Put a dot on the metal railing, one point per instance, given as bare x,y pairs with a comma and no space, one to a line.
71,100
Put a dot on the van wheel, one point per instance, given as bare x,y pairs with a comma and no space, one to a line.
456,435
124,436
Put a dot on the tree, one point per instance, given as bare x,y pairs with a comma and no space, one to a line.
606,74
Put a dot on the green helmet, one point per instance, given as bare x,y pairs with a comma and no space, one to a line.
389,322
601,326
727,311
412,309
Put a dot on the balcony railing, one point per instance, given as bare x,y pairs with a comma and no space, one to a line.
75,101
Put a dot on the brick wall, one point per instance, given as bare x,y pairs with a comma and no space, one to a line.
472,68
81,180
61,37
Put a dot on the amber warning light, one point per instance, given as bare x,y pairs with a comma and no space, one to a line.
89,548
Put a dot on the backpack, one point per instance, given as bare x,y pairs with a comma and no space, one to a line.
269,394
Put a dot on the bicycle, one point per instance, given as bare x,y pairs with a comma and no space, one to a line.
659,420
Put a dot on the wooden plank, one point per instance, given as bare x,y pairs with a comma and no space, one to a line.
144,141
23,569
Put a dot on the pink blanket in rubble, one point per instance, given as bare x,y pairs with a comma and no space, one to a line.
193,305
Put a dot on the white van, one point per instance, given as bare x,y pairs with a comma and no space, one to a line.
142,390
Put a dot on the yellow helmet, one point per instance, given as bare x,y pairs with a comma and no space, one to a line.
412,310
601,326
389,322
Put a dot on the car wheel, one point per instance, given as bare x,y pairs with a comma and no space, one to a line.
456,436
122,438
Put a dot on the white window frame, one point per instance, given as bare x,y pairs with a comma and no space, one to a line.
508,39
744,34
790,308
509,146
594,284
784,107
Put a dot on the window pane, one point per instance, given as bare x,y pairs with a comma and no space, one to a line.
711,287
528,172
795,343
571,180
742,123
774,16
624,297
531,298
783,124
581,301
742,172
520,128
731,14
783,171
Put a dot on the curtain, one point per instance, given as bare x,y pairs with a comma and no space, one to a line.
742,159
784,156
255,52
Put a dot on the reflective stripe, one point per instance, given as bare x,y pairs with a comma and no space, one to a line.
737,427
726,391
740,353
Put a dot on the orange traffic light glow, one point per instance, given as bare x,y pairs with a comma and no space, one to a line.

Problem
Arrange every line of the material above as a JSON list of strings, one string per line, leaving out blank lines.

Task result
[
  "Put a dot on the metal railing, one point per instance, given as bare x,y pairs with a comma and no space, one to a line.",
  "71,100",
  "Put a dot on the van wheel, one point per instance, given as bare x,y pairs with a comma and no space, one to a line.",
  "456,435",
  "124,436",
  "Put a dot on the tree, one point per instance, given as bare x,y pairs with a comma and no space, one to a line.",
  "606,74",
  "Put a dot on the green helmet, one point per instance, given as bare x,y pairs with a comma and no space, one to a line.",
  "389,322",
  "601,326",
  "727,311",
  "412,309",
  "Put a dot on the balcony railing, one point per instance, given as bare x,y pairs with a comma and no space, one to a line.",
  "75,101",
  "Put a dot on the brick wall, one point per instance, given as bare x,y pairs with a comma and no space, one to a line.",
  "472,68",
  "81,180",
  "61,37",
  "Put a dot on the amber warning light, one point per instance, given as bare x,y pairs with a comma and no space, one to a line.",
  "89,548",
  "Put a dot on the backpack, one point per instance, given as bare x,y pairs with a comma and no space, one to a line.",
  "269,394",
  "Put a dot on the bicycle, one point per instance, given as bare x,y pairs with a comma and no space, one to a line.",
  "659,420",
  "Put a dot on the wooden plank, one point per instance, given as bare x,y pairs with a comma and no space, one to a line.",
  "144,141",
  "23,569",
  "Put a dot on the pink blanket in rubble, one point per instance, given as bare x,y pairs with a comma and no space, one to a line.",
  "193,305",
  "Put a dot on the white van, one point per instance, given as bare x,y pairs with a comma and no space, one to a line.",
  "142,390",
  "Put a dot on the yellow helmet, one point per instance, given as bare x,y pairs with a comma and no space, one to a line.",
  "412,310",
  "601,326",
  "389,322",
  "Put a dot on the car wheel, one point per instance, given as bare x,y pairs with a comma and no space, one to a line.",
  "456,436",
  "122,438",
  "Put a dot on the white window frame, one point per instance, given as bare x,y pairs with a comma and no space, one to a line.",
  "508,39",
  "744,34",
  "790,308",
  "509,146",
  "594,284",
  "784,107",
  "Put a dot on the window pane, one point per instance, given as bare x,y pairs with a comma and no space, one to a line.",
  "711,287",
  "528,172",
  "795,343",
  "571,180",
  "742,123",
  "774,16",
  "624,297",
  "531,298",
  "783,124",
  "581,301",
  "742,172",
  "520,128",
  "731,14",
  "783,171",
  "Put a dot on the curtain, one point per instance, given as bare x,y pairs with a comma and no space, one to a line.",
  "742,159",
  "784,156",
  "255,52",
  "Put a dot on the reflective stripe, one point per instance, given as bare x,y pairs with a comma and no space, one to a line.",
  "737,427",
  "726,391",
  "740,353",
  "Put a dot on the orange traffic light glow, one point per instance, given as bare x,y pairs with a comma and no space, one to a line."
]